Work instructions: Where the records below have a line with "post", that line is to be copied.

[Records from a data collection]
┄┄┄┄┄┄┄┄┄┄
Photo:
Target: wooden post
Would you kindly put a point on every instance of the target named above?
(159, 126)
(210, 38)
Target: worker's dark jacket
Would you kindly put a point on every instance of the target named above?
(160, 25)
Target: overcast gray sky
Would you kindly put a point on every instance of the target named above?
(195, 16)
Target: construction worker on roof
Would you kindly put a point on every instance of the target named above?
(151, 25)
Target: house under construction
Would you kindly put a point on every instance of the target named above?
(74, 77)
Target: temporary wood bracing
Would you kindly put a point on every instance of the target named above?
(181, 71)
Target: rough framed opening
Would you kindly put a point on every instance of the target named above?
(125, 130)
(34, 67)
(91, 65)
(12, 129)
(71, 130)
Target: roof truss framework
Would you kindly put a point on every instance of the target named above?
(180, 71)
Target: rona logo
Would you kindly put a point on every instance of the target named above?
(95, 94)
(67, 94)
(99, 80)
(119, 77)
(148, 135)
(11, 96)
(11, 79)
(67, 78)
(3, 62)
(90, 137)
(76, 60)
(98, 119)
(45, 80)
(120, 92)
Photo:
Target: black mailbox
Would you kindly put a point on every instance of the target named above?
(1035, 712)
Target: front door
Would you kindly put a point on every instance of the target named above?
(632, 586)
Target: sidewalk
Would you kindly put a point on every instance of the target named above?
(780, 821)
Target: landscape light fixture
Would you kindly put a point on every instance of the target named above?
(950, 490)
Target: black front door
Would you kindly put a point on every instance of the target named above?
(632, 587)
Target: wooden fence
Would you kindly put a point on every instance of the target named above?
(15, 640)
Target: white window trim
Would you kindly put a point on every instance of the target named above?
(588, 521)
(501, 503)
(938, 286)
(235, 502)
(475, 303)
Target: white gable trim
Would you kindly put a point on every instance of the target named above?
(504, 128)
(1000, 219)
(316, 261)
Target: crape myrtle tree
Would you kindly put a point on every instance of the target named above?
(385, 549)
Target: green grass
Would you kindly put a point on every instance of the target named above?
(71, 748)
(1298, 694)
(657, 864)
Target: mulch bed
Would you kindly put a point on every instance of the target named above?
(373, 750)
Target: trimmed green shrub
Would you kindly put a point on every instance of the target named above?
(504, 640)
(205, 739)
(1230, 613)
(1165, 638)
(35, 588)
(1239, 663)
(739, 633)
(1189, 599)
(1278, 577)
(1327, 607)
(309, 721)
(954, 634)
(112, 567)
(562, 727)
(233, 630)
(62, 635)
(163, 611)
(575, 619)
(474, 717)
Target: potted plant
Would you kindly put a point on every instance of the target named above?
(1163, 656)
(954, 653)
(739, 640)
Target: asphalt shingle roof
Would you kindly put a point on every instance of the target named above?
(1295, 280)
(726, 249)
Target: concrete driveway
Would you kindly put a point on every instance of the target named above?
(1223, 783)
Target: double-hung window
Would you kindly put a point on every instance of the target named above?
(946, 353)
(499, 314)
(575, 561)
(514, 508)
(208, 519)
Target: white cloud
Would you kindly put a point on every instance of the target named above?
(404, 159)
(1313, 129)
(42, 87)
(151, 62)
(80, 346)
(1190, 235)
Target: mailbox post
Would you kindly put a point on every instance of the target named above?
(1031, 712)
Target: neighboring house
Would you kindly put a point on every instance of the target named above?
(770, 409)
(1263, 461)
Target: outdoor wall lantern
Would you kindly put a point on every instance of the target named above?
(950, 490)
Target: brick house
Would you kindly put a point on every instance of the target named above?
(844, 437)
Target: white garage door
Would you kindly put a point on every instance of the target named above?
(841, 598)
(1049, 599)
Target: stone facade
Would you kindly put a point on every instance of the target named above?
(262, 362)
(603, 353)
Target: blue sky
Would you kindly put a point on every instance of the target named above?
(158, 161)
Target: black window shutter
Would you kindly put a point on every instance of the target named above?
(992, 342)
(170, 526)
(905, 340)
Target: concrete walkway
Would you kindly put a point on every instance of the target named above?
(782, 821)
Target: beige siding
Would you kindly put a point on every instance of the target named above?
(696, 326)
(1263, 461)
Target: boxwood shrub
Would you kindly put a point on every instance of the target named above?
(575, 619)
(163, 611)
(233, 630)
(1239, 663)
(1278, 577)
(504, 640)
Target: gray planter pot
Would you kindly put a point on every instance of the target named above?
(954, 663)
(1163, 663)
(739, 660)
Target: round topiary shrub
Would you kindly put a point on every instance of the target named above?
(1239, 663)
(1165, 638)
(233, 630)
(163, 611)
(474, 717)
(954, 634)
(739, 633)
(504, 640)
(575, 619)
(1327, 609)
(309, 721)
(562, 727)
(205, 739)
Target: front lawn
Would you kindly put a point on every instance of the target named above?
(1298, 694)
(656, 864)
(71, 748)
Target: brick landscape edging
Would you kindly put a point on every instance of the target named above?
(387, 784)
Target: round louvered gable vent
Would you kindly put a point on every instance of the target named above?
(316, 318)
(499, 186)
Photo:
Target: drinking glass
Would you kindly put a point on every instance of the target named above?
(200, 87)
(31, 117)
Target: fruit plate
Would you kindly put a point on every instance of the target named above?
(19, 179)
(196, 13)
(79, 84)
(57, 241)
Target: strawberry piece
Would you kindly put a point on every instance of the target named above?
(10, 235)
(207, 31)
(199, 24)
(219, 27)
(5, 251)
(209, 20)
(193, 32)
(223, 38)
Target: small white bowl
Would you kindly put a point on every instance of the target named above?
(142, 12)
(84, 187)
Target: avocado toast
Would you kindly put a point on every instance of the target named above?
┄┄┄┄┄┄┄┄┄┄
Written solution:
Target: wooden post
Target: mailbox post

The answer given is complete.